EXERCISE DETAILS => Every single record below is to be reproduced exactly.
=== DATASET ===
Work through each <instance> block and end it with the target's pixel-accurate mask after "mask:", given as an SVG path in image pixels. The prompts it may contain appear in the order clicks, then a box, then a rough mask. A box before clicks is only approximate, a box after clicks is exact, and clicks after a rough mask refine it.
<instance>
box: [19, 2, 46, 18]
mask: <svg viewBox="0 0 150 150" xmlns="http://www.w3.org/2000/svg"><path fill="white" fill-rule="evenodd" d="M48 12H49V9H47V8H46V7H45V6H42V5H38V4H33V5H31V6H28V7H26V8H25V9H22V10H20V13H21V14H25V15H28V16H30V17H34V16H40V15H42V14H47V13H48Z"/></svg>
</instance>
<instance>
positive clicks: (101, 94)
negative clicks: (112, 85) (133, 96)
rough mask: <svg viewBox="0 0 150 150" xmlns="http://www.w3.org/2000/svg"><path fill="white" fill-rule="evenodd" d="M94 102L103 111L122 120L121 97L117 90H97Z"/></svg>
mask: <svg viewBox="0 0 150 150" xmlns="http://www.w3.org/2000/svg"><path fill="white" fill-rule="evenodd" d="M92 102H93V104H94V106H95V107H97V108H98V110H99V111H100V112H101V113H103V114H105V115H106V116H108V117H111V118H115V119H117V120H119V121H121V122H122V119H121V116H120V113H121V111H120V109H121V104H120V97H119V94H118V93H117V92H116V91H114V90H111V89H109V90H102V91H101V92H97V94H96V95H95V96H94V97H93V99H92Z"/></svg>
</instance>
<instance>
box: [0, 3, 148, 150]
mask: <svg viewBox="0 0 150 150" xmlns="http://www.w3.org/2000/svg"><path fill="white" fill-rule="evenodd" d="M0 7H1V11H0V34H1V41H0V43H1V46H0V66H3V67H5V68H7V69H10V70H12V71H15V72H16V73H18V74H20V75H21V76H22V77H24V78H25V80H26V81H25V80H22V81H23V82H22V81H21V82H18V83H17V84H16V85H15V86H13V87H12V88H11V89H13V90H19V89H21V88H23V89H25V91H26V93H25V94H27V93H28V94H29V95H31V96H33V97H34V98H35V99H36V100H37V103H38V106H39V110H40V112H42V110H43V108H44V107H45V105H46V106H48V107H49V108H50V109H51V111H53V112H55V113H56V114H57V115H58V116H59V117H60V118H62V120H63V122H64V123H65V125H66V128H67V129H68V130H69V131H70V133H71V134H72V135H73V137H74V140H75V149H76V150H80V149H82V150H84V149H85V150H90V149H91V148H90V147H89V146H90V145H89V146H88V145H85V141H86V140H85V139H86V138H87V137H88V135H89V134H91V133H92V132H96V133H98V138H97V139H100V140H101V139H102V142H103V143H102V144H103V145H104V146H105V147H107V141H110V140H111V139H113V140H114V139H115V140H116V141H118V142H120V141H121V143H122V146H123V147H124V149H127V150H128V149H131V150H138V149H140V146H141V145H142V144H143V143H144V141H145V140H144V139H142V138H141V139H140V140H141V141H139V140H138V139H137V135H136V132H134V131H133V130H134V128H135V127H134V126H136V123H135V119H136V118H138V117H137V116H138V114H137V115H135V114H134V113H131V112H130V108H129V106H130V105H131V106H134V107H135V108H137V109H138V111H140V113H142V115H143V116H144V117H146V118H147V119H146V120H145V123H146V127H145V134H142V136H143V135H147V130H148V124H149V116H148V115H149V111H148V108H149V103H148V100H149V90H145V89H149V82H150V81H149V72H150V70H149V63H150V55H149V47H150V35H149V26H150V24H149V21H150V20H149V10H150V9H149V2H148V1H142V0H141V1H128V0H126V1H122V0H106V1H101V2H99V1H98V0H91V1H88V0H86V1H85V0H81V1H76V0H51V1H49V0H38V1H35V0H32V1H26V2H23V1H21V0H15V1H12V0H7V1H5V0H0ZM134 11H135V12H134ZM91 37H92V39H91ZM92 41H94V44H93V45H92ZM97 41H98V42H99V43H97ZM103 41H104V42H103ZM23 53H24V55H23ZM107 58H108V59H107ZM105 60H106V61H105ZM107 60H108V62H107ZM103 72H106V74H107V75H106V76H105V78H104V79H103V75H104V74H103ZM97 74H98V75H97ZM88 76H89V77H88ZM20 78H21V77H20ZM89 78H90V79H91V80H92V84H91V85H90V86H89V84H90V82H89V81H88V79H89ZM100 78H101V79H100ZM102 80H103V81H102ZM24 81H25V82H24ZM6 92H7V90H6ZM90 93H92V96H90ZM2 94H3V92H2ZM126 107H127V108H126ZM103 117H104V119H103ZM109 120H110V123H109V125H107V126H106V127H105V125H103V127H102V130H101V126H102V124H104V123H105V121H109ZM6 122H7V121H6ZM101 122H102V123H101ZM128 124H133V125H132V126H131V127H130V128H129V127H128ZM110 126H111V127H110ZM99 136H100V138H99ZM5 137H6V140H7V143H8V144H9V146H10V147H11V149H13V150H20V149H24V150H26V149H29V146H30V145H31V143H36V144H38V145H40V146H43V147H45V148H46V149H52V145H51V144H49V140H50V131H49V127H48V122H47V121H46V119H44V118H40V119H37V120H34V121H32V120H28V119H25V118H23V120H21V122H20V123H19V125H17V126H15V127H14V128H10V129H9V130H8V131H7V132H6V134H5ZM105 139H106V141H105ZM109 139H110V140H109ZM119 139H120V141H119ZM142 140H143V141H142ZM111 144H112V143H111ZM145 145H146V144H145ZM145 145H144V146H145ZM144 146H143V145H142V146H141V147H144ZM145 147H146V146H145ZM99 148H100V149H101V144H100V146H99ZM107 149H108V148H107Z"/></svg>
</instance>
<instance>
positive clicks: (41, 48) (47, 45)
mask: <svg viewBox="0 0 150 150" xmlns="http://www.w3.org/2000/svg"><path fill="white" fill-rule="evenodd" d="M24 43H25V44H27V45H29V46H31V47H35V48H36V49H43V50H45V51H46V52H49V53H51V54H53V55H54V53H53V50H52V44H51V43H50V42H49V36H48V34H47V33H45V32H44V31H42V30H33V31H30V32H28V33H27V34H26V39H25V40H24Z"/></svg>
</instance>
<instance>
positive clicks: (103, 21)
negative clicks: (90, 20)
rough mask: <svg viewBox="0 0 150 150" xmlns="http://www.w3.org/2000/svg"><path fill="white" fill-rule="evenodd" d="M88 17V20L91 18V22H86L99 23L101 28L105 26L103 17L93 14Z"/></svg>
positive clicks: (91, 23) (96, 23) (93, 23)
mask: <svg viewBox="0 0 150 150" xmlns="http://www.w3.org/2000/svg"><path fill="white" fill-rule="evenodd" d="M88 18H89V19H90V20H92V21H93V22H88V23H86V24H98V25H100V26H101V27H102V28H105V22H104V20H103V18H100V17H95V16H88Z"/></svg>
===
EXERCISE RESPONSE =>
Work through each <instance> block and end it with the target's pixel-accurate mask after "mask:", given as an SVG path in image pixels. The prompts it may contain appear in the order clicks, then a box, then a rough mask. A box before clicks is only approximate, a box after clicks is exact, and clicks after a rough mask refine it.
<instance>
box: [19, 2, 46, 18]
mask: <svg viewBox="0 0 150 150" xmlns="http://www.w3.org/2000/svg"><path fill="white" fill-rule="evenodd" d="M48 12H49V9H47V8H46V7H45V6H42V5H38V4H33V5H31V6H28V7H26V8H25V9H22V10H20V13H21V14H25V15H28V16H30V17H34V16H40V15H42V14H47V13H48Z"/></svg>
</instance>
<instance>
positive clicks: (101, 94)
negative clicks: (112, 85) (133, 96)
rough mask: <svg viewBox="0 0 150 150" xmlns="http://www.w3.org/2000/svg"><path fill="white" fill-rule="evenodd" d="M94 102L103 111L122 120L121 97L117 90H97Z"/></svg>
mask: <svg viewBox="0 0 150 150" xmlns="http://www.w3.org/2000/svg"><path fill="white" fill-rule="evenodd" d="M92 102H93V104H94V106H95V107H97V108H98V110H99V111H100V112H101V113H103V114H105V115H106V116H108V117H111V118H115V119H117V120H119V121H121V122H122V119H121V116H120V113H121V111H120V109H121V104H120V97H119V94H118V93H117V92H116V91H114V90H111V89H109V90H102V91H101V92H97V94H96V95H95V96H94V97H93V99H92Z"/></svg>
</instance>
<instance>
box: [0, 3, 148, 150]
mask: <svg viewBox="0 0 150 150" xmlns="http://www.w3.org/2000/svg"><path fill="white" fill-rule="evenodd" d="M0 7H1V11H0V34H1V41H0V43H1V46H0V66H3V67H5V68H7V69H10V70H12V71H15V72H16V73H18V74H20V75H21V76H22V77H24V78H25V80H26V81H25V80H22V81H23V82H22V81H21V82H18V83H17V84H16V85H15V86H13V87H12V88H11V89H13V90H19V89H21V88H23V89H25V91H26V93H25V94H27V93H28V94H29V95H31V96H33V97H34V98H35V99H36V100H37V103H38V106H39V110H40V112H42V110H43V108H44V107H45V105H46V106H48V107H49V108H50V109H51V111H53V112H55V113H56V114H57V115H58V116H59V117H60V118H62V120H63V122H64V123H65V125H66V128H67V129H68V130H69V131H70V133H71V134H72V135H73V137H74V140H75V149H76V150H80V149H82V150H84V149H85V150H90V149H91V148H90V147H89V146H90V145H89V146H88V145H85V141H86V140H85V139H86V138H87V137H88V135H89V134H91V133H92V132H96V133H98V138H97V139H100V140H101V139H102V142H103V143H102V144H103V145H104V146H105V147H107V141H110V140H111V139H113V140H114V139H115V140H116V141H118V142H120V141H121V143H122V146H123V147H124V149H127V150H128V149H131V150H138V149H140V146H141V145H142V144H143V143H144V141H145V140H144V139H142V138H141V139H140V140H141V141H139V140H138V139H137V135H136V132H134V131H133V130H134V128H135V127H134V126H136V123H135V119H136V118H138V117H137V116H138V114H137V115H135V114H134V113H131V112H130V108H129V106H130V105H131V106H134V107H135V108H137V109H138V111H140V113H142V115H143V116H144V117H146V118H147V119H146V120H145V123H146V127H145V134H142V136H143V135H147V130H148V124H149V116H148V115H149V111H148V108H149V103H148V100H149V90H145V89H149V82H150V81H149V72H150V70H149V63H150V55H149V47H150V35H149V26H150V24H149V21H150V20H149V10H150V9H149V2H148V1H142V0H141V1H128V0H126V1H122V0H106V1H101V2H99V1H98V0H91V1H88V0H86V1H85V0H81V1H76V0H51V1H49V0H38V1H35V0H32V1H26V2H23V1H21V0H15V1H12V0H7V1H5V0H0ZM134 11H135V12H134ZM91 37H92V39H91ZM92 41H94V44H93V45H92ZM97 41H98V42H99V43H97ZM103 41H104V42H103ZM23 53H24V55H23ZM107 58H108V59H107ZM105 60H106V61H105ZM107 60H108V62H107ZM103 72H106V74H107V75H106V76H105V78H104V79H103V75H104V74H103ZM97 74H98V75H97ZM88 76H89V77H88ZM20 78H21V77H20ZM89 78H90V79H91V80H92V84H91V85H90V86H89V84H90V82H89V81H88V79H89ZM100 78H101V79H100ZM102 80H103V81H102ZM24 81H25V82H24ZM6 92H7V90H6ZM90 93H92V96H90ZM2 94H3V92H2ZM126 107H127V108H126ZM103 117H104V119H103ZM109 120H110V123H109V125H107V126H106V127H105V125H103V127H102V130H101V126H102V124H104V123H105V121H109ZM6 122H7V121H6ZM101 122H102V123H101ZM128 124H133V125H132V126H131V127H130V128H129V127H128ZM110 126H111V127H110ZM99 136H100V138H99ZM5 137H6V140H7V143H8V144H9V146H10V147H11V149H13V150H20V149H24V150H26V149H29V146H30V145H31V143H36V144H38V145H40V146H43V147H45V148H46V149H52V145H51V144H49V140H50V131H49V127H48V122H47V121H46V119H44V118H40V119H37V120H34V121H32V120H28V119H25V118H23V120H21V122H20V123H19V125H17V126H15V127H14V128H10V129H9V130H8V131H7V132H6V134H5ZM105 139H106V141H105ZM109 139H110V140H109ZM119 139H120V141H119ZM142 140H143V141H142ZM111 144H112V143H111ZM145 145H146V144H145ZM145 145H144V146H145ZM144 146H143V145H142V146H141V147H144ZM145 147H146V146H145ZM99 148H100V149H101V144H100V146H99ZM107 149H108V148H107Z"/></svg>
</instance>
<instance>
positive clicks: (41, 48) (47, 45)
mask: <svg viewBox="0 0 150 150" xmlns="http://www.w3.org/2000/svg"><path fill="white" fill-rule="evenodd" d="M24 43H25V44H27V45H29V46H31V47H35V48H36V49H43V50H45V51H46V52H49V53H51V54H53V55H54V53H53V50H52V44H51V43H50V42H49V36H48V34H47V33H45V32H44V31H42V30H33V31H30V32H28V33H27V34H26V39H25V40H24Z"/></svg>
</instance>
<instance>
positive clicks: (103, 21)
negative clicks: (90, 20)
rough mask: <svg viewBox="0 0 150 150" xmlns="http://www.w3.org/2000/svg"><path fill="white" fill-rule="evenodd" d="M88 17V20L91 18V22H86L99 23L101 28L105 26L103 17L93 14Z"/></svg>
positive clicks: (91, 23) (96, 23) (93, 23)
mask: <svg viewBox="0 0 150 150" xmlns="http://www.w3.org/2000/svg"><path fill="white" fill-rule="evenodd" d="M88 18H89V19H90V20H92V21H93V22H88V23H86V24H98V25H100V26H101V27H102V28H105V22H104V20H103V18H100V17H95V16H88Z"/></svg>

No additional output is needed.